*TASK MATERIAL*
# # #

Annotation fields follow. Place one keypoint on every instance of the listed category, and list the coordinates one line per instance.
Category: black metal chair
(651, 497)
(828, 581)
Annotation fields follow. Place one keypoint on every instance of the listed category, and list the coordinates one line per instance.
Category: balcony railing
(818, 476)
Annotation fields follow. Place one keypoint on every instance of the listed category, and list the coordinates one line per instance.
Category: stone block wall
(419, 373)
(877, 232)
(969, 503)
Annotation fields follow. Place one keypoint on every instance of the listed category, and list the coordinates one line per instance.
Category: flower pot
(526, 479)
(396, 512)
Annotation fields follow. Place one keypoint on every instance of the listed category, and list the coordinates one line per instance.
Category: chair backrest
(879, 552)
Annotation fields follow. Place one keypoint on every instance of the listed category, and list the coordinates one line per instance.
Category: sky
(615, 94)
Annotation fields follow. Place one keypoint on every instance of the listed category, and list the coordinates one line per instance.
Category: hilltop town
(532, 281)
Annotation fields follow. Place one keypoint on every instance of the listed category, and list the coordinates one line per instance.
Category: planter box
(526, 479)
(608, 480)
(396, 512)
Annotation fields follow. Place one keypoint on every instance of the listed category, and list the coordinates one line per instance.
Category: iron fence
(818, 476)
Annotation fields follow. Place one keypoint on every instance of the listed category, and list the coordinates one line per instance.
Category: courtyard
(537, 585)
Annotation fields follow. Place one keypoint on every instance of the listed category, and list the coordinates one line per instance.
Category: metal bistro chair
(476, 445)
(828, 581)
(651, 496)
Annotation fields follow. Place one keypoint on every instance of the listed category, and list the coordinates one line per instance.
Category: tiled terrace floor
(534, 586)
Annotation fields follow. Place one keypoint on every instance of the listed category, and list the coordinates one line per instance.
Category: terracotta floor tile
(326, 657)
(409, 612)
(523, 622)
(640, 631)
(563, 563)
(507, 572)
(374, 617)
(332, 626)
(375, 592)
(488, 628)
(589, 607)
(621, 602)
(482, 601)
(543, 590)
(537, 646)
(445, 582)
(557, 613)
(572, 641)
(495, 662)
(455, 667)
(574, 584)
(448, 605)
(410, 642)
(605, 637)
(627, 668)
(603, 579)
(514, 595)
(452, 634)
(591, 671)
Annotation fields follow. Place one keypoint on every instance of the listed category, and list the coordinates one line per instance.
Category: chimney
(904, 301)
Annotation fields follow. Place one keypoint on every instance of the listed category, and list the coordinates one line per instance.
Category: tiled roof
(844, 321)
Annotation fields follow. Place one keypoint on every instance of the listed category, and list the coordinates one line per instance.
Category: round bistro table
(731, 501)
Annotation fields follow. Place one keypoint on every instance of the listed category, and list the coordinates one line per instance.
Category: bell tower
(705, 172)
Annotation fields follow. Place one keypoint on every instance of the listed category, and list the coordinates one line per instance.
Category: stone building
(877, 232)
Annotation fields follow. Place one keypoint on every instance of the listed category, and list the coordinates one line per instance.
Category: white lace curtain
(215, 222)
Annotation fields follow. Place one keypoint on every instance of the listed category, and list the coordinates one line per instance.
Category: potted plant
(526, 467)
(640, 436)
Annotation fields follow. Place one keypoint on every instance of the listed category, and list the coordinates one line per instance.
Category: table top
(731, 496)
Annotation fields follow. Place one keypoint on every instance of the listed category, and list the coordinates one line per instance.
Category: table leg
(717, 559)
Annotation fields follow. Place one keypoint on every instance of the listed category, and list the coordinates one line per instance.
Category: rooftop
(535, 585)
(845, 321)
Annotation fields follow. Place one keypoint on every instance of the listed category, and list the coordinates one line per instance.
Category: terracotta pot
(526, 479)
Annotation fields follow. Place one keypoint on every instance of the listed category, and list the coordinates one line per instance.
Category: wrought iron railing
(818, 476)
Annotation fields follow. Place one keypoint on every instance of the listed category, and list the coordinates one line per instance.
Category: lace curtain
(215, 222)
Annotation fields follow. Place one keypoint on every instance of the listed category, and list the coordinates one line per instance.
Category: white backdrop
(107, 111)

# # #

Copy out the full set of records precisely, leaving nothing out.

Annotation fields follow. Place one keypoint on every instance of the listed category, and list the coordinates one line per instance.
Category: black metal chair
(651, 497)
(828, 581)
Annotation fields follow. Place one keypoint on every instance of the listed category, and list the coordinates one line per instance.
Category: balcony railing
(818, 476)
Annotation fields follow. Place one keypoint on every instance of the listed category, and list the coordinates one line per instance.
Category: stone block wall
(419, 373)
(877, 232)
(969, 503)
Annotation fields follow. Place one keypoint on every instance of the listed category, and list the coordinates one line per instance.
Category: flower pot
(526, 479)
(396, 512)
Annotation fields follow. Place one keypoint on every instance of the listed category, and list the coordinates one line per instance.
Category: chair backrest
(879, 552)
Annotation fields follow. Place one keypoint on every instance of the listed category, and list the coordinates one line per instance.
Category: sky
(615, 94)
Annotation fields follow. Place one keypoint on every instance of the listed category, and list the coordinates one line per instance.
Category: hilltop town
(532, 281)
Annotation fields follow. Place one keypoint on every instance of the listed category, and list the coordinates one line per instance.
Category: planter box
(526, 479)
(608, 480)
(396, 512)
Annotation fields follow. Place one keypoint on every instance of the listed category, and list the coordinates one line per instance.
Category: iron fence
(818, 476)
Annotation fields follow. Place one keypoint on every instance of the listed category, and list the coordinates one line per instance.
Category: courtyard
(537, 585)
Annotation fields follow. Place one keypoint on every instance of the listed category, and list the coordinates one line per instance.
Category: metal bistro chair
(476, 445)
(828, 581)
(651, 496)
Annotation fields follow. Place one keypoint on every instance of the listed category, and list the coordinates one line per instance.
Category: tiled terrace floor
(534, 586)
Annotation fields follow. Place one keypoint on every instance of the listed category, and list the coordinates one line per instance.
Category: terracotta floor tile
(326, 657)
(409, 612)
(523, 622)
(640, 631)
(563, 563)
(507, 572)
(374, 617)
(332, 626)
(375, 592)
(488, 628)
(589, 607)
(621, 602)
(482, 601)
(543, 590)
(537, 646)
(445, 582)
(557, 613)
(572, 641)
(495, 662)
(455, 667)
(574, 584)
(448, 605)
(410, 642)
(605, 637)
(627, 668)
(603, 579)
(514, 595)
(452, 634)
(591, 671)
Annotation fields follow. Place one keypoint on every instance of the listed category, and list the coordinates one line per instance.
Category: chimney
(904, 301)
Annotation fields follow. Place one keypoint on every instance of the listed category, and list the coordinates one line per instance.
Category: tiled roof
(844, 321)
Annotation fields follow. Place one keypoint on every instance of the listed category, and list the coordinates one line per instance.
Category: round bistro table
(731, 501)
Annotation fields follow. Place one keypoint on every instance of the listed category, and list the coordinates one line per instance.
Category: bell tower
(705, 172)
Annotation fields follow. Place one keypoint on every instance of the listed category, and list the coordinates one line per instance.
Category: stone building
(877, 232)
Annotation fields follow. Place one keypoint on every instance of the listed category, and list the coordinates one line per instance.
Category: white lace curtain
(215, 222)
Annotation fields follow. Place one keypoint on every instance of the listed category, and list the coordinates one line per instance.
Category: potted plant
(526, 467)
(640, 436)
Annotation fields follow. Place one keypoint on every instance of the listed category, and list the coordinates one line per instance.
Category: table top
(731, 496)
Annotation fields follow. Place one keypoint on every instance of the listed category, and list the coordinates one line per instance.
Category: table leg
(717, 559)
Annotation fields follow. Place one keypoint on every instance of the listed category, and list the coordinates one line per instance.
Category: rooftop
(535, 585)
(845, 321)
Annotation fields follow. Place one keypoint on every instance of the listed category, and list the coordinates one line per instance.
Category: terracotta pot
(526, 479)
Annotation fields follow. Place one keypoint on every instance of the listed category, and list the coordinates one line per instance.
Category: wrought iron railing
(818, 476)
Annotation fields follow. Place one keypoint on every instance of the listed category, and list the coordinates one line per instance.
Category: lace curtain
(215, 222)
Annotation fields follow. Place one keypoint on every instance of the listed category, and list the coordinates one line per instance.
Category: white backdrop
(107, 111)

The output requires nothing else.